◆ **Problem description**
Pick out every line in the material below that contains the word "black" and copy each of those lines.

◆ **Provided entries**
"""
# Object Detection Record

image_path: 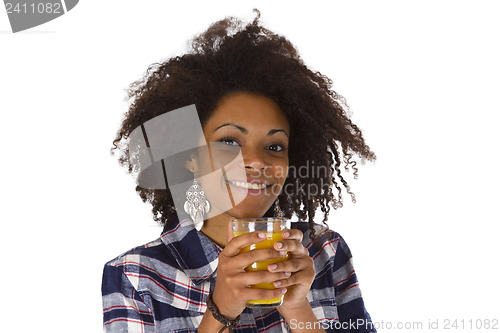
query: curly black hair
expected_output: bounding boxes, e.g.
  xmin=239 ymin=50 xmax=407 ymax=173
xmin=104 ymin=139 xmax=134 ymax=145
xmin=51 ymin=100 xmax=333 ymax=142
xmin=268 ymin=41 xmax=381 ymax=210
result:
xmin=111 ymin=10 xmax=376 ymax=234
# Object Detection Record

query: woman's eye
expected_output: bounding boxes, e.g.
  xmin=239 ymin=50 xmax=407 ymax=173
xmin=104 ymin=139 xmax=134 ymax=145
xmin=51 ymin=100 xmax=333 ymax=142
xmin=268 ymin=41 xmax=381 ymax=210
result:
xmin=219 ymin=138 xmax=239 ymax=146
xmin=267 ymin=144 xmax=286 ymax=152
"""
"""
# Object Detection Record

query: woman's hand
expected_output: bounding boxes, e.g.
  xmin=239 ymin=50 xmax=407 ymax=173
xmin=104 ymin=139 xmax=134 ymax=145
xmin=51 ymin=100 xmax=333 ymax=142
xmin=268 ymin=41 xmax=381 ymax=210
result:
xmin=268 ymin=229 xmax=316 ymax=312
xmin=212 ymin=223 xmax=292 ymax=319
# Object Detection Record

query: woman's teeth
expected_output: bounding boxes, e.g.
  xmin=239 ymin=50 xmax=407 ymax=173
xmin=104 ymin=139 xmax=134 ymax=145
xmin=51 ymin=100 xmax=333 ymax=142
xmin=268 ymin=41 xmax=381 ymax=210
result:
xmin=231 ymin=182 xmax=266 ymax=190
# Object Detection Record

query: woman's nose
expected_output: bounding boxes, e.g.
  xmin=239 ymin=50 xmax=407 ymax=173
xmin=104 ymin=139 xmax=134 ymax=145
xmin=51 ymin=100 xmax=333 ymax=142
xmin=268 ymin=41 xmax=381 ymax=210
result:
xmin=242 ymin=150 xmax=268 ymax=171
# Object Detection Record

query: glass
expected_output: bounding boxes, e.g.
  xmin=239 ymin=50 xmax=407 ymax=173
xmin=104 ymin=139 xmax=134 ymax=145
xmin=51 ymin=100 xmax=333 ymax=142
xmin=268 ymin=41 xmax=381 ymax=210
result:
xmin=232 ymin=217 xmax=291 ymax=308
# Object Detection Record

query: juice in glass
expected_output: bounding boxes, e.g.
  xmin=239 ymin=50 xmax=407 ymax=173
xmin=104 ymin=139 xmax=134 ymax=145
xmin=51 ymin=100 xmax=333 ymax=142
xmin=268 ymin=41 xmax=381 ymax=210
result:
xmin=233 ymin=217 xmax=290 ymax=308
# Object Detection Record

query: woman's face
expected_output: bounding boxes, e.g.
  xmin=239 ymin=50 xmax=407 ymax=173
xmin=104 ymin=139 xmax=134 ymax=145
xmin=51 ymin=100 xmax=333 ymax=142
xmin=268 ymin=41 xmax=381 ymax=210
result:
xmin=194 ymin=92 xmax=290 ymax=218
"""
"""
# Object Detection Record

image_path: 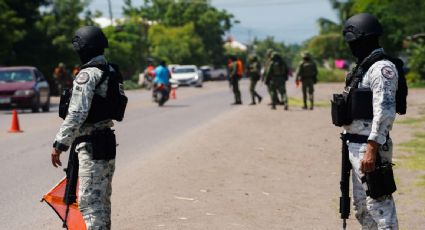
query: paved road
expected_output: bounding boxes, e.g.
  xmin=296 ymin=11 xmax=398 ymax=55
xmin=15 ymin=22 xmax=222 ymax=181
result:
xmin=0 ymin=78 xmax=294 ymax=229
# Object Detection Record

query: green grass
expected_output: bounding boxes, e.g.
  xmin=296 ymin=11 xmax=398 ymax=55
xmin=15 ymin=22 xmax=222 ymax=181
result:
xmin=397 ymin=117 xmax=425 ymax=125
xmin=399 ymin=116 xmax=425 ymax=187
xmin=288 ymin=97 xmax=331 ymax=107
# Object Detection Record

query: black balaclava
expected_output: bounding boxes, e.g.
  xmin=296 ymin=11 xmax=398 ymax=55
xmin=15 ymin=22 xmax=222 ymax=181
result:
"""
◆ **Complete response**
query: curly black hair
query: black balaclava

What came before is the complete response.